### Extract to read
╭──
Back on Tailte, Peering Into the Climate Future

Winter                                                        Seed Catalog Moon

After a frustrating morning with a balky computer, I got into Robert Klein’s work on Missing.  He’s good.  Careful, detailed.  I’ve only rejected one of his edits so far and that one I understood what he did, but chose my construction over his.  I didn’t get far, but I’ll keep at it.

I wrote a private post earlier about my anxiety as I approached this stage.  It’s still there, but the anxiety decreased as I worked.  I hope that continues to be the case.

As I mentioned on Great Wheel, my computer is running a climate model with its unused processing power.  This is part of an Oxford Study to determine the results in a particular model if it is run many times with slight variations.  These slight variation can be very significant (think butterfly flapping wings), but without running these complex models over and over, tweaking them in slightly different ways each time, it’s impossible to know for sure what a particular adjustment will do.
╰──
### Raw records
╭──
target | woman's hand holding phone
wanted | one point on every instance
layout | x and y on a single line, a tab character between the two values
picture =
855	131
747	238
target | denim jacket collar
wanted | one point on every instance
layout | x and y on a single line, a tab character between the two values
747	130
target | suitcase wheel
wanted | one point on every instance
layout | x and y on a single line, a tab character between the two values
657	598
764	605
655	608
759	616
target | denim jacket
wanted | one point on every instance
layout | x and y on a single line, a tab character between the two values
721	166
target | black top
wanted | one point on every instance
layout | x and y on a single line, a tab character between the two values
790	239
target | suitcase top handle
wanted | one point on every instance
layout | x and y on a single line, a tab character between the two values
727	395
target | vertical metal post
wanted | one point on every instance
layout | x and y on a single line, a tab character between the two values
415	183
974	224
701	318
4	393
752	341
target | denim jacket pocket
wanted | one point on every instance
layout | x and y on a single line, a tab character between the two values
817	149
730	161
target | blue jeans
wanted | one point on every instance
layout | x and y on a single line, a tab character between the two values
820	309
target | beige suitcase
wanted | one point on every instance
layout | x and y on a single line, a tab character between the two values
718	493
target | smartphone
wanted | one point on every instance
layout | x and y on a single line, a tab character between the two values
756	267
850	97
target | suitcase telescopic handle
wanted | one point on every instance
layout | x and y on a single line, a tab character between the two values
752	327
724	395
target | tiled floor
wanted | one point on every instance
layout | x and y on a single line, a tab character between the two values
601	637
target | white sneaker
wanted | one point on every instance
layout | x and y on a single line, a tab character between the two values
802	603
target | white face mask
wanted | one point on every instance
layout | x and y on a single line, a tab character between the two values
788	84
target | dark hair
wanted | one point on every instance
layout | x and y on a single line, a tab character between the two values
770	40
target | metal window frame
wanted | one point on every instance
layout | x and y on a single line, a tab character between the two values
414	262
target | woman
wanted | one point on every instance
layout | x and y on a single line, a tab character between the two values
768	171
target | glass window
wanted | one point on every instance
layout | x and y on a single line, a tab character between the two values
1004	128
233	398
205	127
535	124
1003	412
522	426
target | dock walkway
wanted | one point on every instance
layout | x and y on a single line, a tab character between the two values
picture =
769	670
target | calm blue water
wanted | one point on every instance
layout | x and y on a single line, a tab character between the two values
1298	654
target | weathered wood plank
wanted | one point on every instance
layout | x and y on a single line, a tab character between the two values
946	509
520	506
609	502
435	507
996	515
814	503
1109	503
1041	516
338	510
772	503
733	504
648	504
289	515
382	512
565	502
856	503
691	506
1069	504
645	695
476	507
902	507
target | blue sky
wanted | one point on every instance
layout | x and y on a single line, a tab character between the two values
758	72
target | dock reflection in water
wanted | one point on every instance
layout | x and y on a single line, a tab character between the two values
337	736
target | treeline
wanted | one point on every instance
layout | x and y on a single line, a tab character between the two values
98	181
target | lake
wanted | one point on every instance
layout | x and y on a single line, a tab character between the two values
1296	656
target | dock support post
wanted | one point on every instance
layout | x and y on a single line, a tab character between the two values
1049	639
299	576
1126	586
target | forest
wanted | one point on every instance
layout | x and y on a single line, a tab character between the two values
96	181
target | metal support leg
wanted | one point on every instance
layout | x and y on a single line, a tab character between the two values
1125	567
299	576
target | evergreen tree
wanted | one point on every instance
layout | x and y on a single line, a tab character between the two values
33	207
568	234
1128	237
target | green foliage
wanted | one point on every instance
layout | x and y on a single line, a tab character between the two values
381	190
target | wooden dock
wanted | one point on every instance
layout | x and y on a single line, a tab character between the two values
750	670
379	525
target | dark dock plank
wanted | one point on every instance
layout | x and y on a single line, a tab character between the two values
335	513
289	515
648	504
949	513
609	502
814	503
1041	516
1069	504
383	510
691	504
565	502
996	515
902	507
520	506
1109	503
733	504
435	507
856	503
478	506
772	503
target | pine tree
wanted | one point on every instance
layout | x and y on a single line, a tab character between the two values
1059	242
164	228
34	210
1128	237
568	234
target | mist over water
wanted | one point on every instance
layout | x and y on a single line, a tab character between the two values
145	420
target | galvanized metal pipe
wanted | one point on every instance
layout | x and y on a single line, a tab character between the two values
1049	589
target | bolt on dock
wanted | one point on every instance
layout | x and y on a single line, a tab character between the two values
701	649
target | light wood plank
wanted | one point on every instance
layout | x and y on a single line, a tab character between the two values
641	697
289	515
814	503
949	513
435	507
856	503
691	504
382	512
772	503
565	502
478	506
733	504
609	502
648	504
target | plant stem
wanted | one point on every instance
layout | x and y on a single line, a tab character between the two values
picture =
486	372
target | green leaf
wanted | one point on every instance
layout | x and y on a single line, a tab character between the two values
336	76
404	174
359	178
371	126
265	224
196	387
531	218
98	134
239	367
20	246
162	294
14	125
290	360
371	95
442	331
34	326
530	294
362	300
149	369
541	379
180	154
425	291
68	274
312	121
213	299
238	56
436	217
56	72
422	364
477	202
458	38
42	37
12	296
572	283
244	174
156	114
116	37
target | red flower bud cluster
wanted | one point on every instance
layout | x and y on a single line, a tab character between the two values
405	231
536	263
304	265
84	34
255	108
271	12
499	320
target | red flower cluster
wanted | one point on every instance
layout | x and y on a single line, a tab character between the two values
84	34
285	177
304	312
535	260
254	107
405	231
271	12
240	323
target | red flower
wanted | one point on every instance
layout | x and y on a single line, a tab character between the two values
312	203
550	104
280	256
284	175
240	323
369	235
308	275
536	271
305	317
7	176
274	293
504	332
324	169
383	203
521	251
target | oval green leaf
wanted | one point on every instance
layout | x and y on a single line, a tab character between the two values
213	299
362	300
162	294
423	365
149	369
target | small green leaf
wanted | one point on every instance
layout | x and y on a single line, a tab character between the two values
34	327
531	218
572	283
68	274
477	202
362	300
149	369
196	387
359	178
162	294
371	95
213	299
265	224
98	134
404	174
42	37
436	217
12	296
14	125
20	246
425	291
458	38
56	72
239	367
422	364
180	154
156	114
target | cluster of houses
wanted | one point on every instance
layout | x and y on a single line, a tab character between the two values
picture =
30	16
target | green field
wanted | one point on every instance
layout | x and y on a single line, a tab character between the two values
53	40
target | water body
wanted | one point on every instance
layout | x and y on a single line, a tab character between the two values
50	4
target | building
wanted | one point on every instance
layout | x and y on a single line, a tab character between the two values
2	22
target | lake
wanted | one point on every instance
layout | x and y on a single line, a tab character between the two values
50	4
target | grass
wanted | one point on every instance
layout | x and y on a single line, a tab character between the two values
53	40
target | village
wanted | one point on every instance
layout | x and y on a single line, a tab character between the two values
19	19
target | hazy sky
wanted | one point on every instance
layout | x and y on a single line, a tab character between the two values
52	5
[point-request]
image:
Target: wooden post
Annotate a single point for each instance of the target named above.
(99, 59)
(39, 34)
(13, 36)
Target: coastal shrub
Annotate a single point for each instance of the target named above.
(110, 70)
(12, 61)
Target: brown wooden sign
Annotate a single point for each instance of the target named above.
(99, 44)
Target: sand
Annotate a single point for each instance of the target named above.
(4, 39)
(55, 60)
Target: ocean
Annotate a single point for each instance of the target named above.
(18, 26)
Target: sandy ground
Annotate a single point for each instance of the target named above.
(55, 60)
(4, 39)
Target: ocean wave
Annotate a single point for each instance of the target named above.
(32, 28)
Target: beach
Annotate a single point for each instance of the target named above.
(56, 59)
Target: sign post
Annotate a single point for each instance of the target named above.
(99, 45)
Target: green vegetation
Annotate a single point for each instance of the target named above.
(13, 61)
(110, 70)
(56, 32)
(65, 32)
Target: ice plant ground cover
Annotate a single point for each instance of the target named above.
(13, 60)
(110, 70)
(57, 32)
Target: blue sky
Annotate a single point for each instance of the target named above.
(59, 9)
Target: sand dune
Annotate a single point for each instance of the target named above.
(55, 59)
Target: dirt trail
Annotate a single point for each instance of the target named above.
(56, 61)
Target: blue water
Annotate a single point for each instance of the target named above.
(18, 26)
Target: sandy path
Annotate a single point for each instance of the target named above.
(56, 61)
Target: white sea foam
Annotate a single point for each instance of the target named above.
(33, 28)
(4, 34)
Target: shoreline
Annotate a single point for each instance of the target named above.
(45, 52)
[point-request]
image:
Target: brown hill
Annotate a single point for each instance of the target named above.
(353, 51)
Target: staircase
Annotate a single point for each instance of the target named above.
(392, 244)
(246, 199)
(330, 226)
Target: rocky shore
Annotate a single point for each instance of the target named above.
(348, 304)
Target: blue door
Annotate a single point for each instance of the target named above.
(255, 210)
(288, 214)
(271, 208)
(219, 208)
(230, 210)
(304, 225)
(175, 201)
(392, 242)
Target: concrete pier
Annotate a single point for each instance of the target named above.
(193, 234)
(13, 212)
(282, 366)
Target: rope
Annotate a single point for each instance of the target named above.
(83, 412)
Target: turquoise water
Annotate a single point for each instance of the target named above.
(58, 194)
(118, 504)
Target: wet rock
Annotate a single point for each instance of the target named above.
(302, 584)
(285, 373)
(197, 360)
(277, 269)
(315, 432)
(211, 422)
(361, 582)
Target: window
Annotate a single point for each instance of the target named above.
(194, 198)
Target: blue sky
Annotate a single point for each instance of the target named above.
╰──
### Required work
1. Repeat the blog post word for word from "As I mentioned" up to and including "adjustment will do.".
2. Carry on writing the blog post from the point where it stops.
The rows have nothing to do with the blog post.

### Results in order
1.
As I mentioned on Great Wheel, my computer is running a climate model with its unused processing power.  This is part of an Oxford Study to determine the results in a particular model if it is run many times with slight variations.  These slight variation can be very significant (think butterfly flapping wings), but without running these complex models over and over, tweaking them in slightly different ways each time, it’s impossible to know for sure what a particular adjustment will do.

2.
Climate and weather modeling are big users of super computer resources and the work on my computer is part of a massively parallel processing strategy to, in effect, mimic super computers without having to buy them.  The concept is simple.  Each home computer has many times the computing power necessary for almost, if not all, the tasks it performs and, in addition to that, most of them sit idle most of the time.  By downloading parts of larger task onto many, many home computers use can be made of both the idle and under-utilized processing power.  The first one of these projects was SETI, the Search for Extra-Terrestial Intelligence, and I was part of that one, too.

They are resource intensive, however, so some of my computer frustrations might have come from it modeling global climate in the background.  I’m 95% with the task the Oxford folks assigned to me (well, my trusty Gateway is 95% done) and it may be a while before I take on another one.  This run takes approximately 350 hours of processing time.

I can and do shut it off at times.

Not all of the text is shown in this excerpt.